Source document
Mr. Ding, 22, has been lying flat for almost three months and thinks of the act as “silent resistance.”
. . .
The ruling Communist Party, wary of any form of social instability, has targeted the “lying flat” idea as a threat to stability in China.
. . .
Mr. Luo was born in rural Jiande County, in eastern Zhejiang Province. In 2007, he dropped out of a vocational high school and started working in factories. One job involved working 12-hour shifts at a tire factory. By the end of the day, he had blisters all over his feet, he said.
In 2014, he found a job as a product inspector in a factory but didn’t like it. He quit after two years and took on the occasional acting gig to make ends meet. (In 2018, he played a corpse in a Chinese movie by, of course, lying flat.)
Today, he lives with his family and spends his days reading philosophy and news and working out. He said it was an ideal lifestyle, allowing him to live minimally and “think and express freely.” He encourages his followers, who call him “the Master of Lying Down,” to do the same.

Stated exercise 1
Reproduce the records word for word, beginning at the line that contains "Tag overcast sky" and ending after the line that contains "0, 56, 120, 80".
The article and the records are unrelated to each other.

Annotated coordinate records
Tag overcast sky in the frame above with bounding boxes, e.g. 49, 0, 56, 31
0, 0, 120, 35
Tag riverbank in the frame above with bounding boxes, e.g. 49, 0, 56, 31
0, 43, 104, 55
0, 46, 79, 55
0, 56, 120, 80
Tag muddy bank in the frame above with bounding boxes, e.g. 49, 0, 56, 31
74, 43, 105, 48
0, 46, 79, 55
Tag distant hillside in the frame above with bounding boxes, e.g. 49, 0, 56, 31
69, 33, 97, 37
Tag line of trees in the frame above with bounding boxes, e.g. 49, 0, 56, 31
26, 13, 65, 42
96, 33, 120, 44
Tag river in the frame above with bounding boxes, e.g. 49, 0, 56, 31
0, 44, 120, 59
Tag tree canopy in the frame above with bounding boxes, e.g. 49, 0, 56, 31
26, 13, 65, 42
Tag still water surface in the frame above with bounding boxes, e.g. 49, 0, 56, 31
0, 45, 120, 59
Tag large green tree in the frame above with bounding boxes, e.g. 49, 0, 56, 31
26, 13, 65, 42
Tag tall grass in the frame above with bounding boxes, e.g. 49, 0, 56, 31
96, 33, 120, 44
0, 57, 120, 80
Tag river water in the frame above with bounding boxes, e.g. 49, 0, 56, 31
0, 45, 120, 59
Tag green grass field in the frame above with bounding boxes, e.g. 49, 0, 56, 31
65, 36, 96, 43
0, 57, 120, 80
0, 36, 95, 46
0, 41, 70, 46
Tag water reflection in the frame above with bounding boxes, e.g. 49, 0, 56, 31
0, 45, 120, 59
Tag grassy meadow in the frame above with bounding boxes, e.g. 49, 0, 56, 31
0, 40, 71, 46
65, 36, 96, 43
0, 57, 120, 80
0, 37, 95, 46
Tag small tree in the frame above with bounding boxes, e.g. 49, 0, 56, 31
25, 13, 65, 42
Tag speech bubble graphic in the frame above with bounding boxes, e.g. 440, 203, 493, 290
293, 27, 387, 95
==
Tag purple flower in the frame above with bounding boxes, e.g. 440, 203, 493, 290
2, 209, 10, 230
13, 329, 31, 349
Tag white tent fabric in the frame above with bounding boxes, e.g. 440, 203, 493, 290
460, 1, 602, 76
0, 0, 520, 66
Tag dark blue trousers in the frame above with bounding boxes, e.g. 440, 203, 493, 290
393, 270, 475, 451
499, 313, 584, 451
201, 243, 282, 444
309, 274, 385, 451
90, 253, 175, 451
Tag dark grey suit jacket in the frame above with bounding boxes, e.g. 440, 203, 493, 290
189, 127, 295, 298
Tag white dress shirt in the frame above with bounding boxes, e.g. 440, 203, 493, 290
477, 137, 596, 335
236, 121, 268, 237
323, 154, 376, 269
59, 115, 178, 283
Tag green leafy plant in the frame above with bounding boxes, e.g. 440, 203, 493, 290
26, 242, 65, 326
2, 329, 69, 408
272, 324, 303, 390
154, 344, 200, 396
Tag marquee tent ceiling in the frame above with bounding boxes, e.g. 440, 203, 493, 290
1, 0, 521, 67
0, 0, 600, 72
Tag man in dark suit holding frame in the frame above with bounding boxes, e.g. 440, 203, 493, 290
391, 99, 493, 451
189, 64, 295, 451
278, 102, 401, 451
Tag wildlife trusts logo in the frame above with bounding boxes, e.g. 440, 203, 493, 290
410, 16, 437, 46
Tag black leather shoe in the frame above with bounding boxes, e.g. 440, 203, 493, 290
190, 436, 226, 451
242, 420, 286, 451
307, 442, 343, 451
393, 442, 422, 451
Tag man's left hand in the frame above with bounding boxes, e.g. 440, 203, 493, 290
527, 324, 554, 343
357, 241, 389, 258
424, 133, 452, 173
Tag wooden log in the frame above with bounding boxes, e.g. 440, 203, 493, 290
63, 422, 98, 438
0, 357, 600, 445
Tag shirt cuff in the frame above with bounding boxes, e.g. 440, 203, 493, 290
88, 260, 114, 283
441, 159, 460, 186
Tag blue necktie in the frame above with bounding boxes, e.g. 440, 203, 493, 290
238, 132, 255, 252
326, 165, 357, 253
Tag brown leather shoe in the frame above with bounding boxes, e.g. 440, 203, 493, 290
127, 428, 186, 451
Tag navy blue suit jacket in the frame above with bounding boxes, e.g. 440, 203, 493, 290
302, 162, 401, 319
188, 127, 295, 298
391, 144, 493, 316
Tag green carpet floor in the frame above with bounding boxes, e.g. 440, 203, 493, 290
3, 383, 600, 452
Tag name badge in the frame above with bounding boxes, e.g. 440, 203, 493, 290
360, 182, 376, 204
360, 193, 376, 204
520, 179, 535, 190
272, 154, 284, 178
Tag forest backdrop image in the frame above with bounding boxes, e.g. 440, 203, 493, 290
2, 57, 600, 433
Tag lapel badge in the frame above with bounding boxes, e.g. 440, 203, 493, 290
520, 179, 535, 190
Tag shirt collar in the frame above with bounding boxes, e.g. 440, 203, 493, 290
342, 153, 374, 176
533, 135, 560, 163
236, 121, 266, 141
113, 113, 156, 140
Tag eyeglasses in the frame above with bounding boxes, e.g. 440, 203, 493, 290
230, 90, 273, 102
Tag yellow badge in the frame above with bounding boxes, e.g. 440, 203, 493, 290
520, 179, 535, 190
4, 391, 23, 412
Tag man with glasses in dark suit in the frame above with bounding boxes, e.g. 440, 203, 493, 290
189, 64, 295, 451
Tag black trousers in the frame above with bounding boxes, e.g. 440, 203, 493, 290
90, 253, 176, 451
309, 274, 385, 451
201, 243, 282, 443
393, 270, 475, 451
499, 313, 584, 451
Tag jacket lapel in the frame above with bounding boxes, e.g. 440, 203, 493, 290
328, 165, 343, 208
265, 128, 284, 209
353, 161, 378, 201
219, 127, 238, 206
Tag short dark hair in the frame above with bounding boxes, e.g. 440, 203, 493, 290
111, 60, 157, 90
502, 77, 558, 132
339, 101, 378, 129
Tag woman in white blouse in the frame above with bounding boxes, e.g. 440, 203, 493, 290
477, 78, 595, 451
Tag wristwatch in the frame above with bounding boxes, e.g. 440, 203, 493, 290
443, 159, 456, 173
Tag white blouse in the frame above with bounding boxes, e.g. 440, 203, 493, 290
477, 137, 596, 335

Stated exercise 2
In the article on "lying flat," what part did Mr. Luo play in a Chinese movie in 2018?

Exercise solution 1
Tag overcast sky in the frame above with bounding boxes, e.g. 49, 0, 56, 31
0, 0, 120, 35
Tag riverbank in the frame above with bounding boxes, e.g. 49, 0, 56, 31
0, 43, 104, 55
0, 46, 79, 55
0, 56, 120, 80

Exercise solution 2
He played a corpse.